### Consignes
a. Relève tous les noms qui figurent en tête des répliques de l'entretien.
b. Réécris le passage de l'entretien compris entre « M. Denoyan : Objection » et « Monsieur Jean-François Mancel. » inclus, en remplaçant « bonsoir » par « bonjour ».

M. Denoyan : Ce qui s'est passé aux États-Unis peut aussi avoir une raison : l'arrivée d'emplois en grand nombre peut amener à certaines revendications salariales. Le nombre de chômeurs important contient la revendication salariale. Ceci explique peut-être cela.

M. Aphatie : Je suis assez insatisfait de la réponse que vous avez faite tout à l'heure à Pierre Le Marc en disant - cela me semble un peu convenu quand même - que les difficultés du gouvernement actuel et le sentiment de défiance qui existe autour du Premier ministre était liés à 10 années de gouvernement socialiste et 14 années de présidence. Edouard Balladur est arrivé à Matignon en 93 et visiblement sa côte de confiance était plus importante que celle que connaît aujourd'hui Alain Juppé. Il y a donc peut-être dans cette Majorité telle qu'elle est aujourd'hui, dans ce Gouvernement, des éléments d'explication plus précis à donner, vous ne trouvez pas ?

M. Mancel : Je ne crois pas, d'abord parce que vous ne pouvez pas comparer ce qui ne l'est pas. Nous étions en 1993 en situation de cohabitation, nous sommes en 1996 dans une situation complètement différente.

M. Aphatie : Édouard Balladur a toujours dit qu'il avait eu les moyens de gouverner.

M. Mancel : À l'époque, il faut bien reconnaître qu'il y avait en permanence le duo président socialiste et Premier ministre qui était RPR. C'était donc des conditions de travail pour le gouvernement, d'appréciation par les Français de la situation politique, qui n'avaient rien à voir avec celles de 1995. Et en plus, ce qu'il faut dire, c'est que nous nous attaquons parce que nous pouvons le faire, puisque cette fois-ci il n'y a plus l'obstacle du Président de la République, aux vrais dossiers, et ces dossiers-là, on pourrait les énumérer. Je citais tout à l'heure la défense, c'était vrai de la SNCF : rien n'avait été fait en ce qui concerne la SNCF pendant des années et des années, et le gouvernement avait hérité d'un dossier brûlant.

M. Aphatie : Au-delà de l'action politique, est-ce qu'il n'y a pas un problème autour de l'image de Monsieur...

Mme Ardisson : Tellement brûlant qu'il a été obligé de...

M. Mancel : Tellement brûlant qu'il a été obligé, parce que cela justifiait du temps pour expliquer aux cheminots les réformes qu'il faut accomplir avec eux et pas contre eux - cela justifie du temps pour qu'on puisse avoir cette explication -, de reporter à juste titre la réforme.

Objections

M. Denoyan : Objection de Monsieur François Hollande, porte-parole du parti socialiste.

Monsieur Hollande, bonsoir.

Je vous livre Monsieur Jean-François Mancel.

Données d'annotation par coordonnées:

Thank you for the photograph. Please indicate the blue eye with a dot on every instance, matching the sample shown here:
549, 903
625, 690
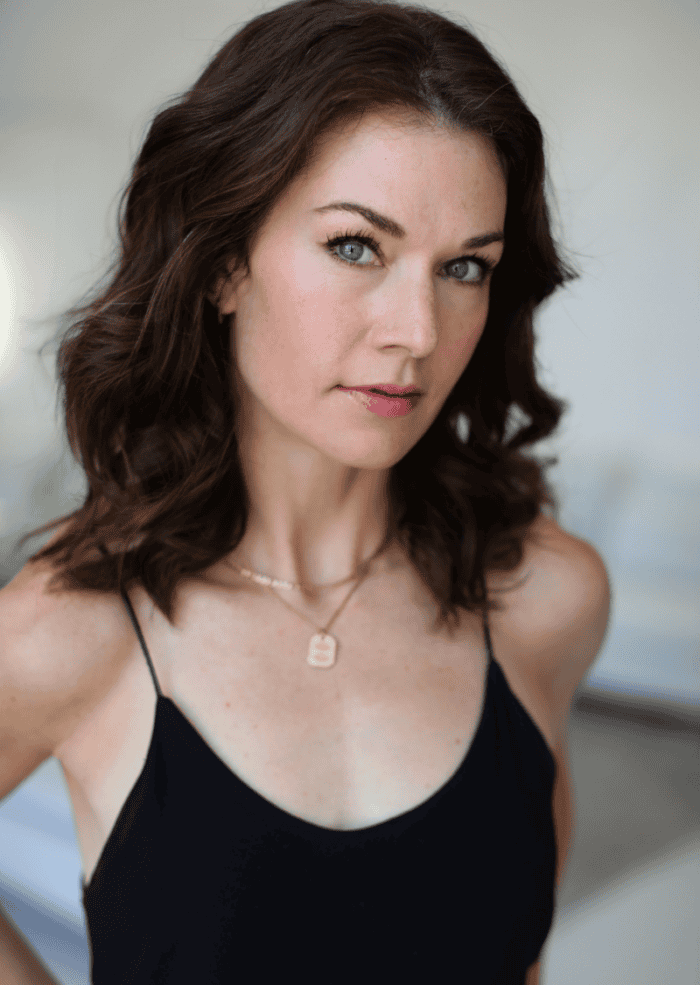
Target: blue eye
485, 264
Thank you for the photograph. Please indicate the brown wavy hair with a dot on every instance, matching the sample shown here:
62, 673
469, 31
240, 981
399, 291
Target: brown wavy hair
144, 367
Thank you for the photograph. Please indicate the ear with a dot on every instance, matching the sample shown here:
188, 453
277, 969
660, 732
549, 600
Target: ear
225, 293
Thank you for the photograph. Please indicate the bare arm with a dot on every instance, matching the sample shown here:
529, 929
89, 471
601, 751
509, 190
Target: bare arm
19, 964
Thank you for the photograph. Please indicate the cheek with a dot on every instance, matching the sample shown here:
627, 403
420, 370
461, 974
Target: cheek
460, 346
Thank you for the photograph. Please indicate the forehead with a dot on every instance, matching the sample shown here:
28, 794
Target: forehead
400, 162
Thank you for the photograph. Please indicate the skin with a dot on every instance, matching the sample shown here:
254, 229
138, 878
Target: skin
316, 463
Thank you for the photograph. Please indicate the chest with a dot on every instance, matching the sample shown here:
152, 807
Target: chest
343, 748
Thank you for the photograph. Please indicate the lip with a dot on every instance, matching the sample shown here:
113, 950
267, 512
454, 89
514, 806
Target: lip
388, 389
398, 405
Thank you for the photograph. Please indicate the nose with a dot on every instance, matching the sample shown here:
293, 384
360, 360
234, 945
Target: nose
413, 317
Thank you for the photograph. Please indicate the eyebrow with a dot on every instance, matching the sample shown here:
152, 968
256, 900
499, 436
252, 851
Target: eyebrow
392, 228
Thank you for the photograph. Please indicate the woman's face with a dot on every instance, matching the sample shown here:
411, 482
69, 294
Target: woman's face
310, 317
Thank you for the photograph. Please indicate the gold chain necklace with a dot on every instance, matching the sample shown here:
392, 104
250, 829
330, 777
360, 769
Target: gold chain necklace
323, 647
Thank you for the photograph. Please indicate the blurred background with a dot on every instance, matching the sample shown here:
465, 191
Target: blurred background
615, 85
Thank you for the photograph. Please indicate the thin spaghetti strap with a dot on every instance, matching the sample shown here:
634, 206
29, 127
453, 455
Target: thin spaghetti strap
132, 616
142, 642
487, 634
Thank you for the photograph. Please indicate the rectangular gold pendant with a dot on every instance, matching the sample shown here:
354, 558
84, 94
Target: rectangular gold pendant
322, 650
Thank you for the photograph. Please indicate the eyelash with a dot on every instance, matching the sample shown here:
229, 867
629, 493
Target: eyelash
366, 238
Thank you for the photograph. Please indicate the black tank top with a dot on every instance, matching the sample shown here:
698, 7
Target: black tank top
205, 881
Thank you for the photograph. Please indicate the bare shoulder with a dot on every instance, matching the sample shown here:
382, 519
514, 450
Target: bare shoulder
59, 652
558, 610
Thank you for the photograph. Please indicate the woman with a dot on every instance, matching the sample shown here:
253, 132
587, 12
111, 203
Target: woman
306, 653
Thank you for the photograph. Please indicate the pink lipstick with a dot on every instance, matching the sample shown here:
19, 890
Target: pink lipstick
382, 403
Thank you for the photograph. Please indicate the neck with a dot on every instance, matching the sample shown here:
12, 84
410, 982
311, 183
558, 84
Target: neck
312, 523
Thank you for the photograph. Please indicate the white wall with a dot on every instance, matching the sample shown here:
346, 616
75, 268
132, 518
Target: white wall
615, 85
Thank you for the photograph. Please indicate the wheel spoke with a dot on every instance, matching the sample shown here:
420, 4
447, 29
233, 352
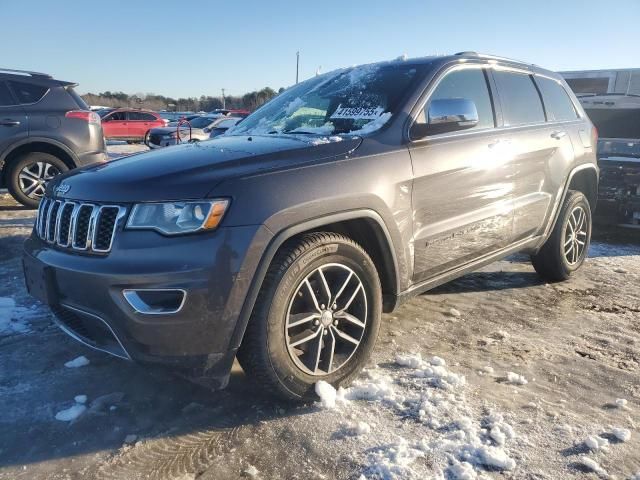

### Corrigé
a. M. Denoyan, M. Aphatie, M. Mancel, Mme Ardisson

b.
M. Denoyan : Objection de Monsieur François Hollande, porte-parole du parti socialiste.

Monsieur Hollande, bonjour.

Je vous livre Monsieur Jean-François Mancel.